Dataset entries
———

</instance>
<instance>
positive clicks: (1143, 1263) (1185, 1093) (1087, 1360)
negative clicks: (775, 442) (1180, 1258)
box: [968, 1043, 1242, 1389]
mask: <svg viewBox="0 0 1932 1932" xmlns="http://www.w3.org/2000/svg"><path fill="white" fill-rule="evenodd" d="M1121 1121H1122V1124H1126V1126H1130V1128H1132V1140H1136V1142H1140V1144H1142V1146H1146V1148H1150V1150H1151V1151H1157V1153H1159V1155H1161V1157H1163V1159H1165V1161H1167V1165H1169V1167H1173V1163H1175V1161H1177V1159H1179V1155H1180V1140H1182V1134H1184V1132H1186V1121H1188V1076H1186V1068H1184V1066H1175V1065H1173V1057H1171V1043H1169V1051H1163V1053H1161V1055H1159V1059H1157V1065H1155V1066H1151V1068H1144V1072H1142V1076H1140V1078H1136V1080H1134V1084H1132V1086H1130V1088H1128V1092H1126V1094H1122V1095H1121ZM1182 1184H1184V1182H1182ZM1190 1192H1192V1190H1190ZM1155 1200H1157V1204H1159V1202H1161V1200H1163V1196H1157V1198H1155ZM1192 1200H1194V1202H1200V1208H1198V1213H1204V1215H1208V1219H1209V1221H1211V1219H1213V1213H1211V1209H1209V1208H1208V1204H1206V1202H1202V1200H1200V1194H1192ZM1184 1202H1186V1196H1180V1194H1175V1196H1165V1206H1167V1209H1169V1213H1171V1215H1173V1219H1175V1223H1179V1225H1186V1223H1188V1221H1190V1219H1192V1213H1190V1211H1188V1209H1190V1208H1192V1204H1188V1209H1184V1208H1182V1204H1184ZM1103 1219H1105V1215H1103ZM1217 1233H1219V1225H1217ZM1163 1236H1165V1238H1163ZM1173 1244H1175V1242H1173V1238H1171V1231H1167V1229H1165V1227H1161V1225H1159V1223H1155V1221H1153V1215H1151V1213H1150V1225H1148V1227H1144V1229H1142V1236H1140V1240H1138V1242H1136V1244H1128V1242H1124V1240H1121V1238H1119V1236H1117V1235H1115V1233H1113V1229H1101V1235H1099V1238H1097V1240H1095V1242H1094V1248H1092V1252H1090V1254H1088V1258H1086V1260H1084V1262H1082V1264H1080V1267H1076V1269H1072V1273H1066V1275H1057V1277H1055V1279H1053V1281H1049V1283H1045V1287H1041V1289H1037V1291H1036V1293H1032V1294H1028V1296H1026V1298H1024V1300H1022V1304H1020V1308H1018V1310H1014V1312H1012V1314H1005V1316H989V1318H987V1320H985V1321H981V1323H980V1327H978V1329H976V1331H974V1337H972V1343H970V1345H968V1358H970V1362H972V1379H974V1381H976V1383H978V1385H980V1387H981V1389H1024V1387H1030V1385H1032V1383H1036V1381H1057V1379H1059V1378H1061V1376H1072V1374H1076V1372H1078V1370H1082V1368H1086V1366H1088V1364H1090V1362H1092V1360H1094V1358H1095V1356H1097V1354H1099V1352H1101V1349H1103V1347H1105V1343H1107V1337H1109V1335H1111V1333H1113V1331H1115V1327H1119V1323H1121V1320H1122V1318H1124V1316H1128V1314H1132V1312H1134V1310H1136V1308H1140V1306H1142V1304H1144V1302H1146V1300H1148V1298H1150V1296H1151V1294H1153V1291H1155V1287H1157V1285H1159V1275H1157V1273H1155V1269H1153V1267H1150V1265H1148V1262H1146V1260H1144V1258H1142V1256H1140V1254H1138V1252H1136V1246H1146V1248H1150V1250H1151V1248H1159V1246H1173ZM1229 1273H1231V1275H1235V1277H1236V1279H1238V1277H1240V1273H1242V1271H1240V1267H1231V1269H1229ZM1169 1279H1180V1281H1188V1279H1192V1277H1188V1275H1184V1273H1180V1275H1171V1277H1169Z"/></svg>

———

Task instructions: Reproduce the records word for word, from the very first line up to and including the line that contains "box: [968, 1043, 1242, 1389]".

Answer box:
</instance>
<instance>
positive clicks: (1143, 1263) (1185, 1093) (1087, 1360)
negative clicks: (775, 442) (1180, 1258)
box: [968, 1043, 1242, 1389]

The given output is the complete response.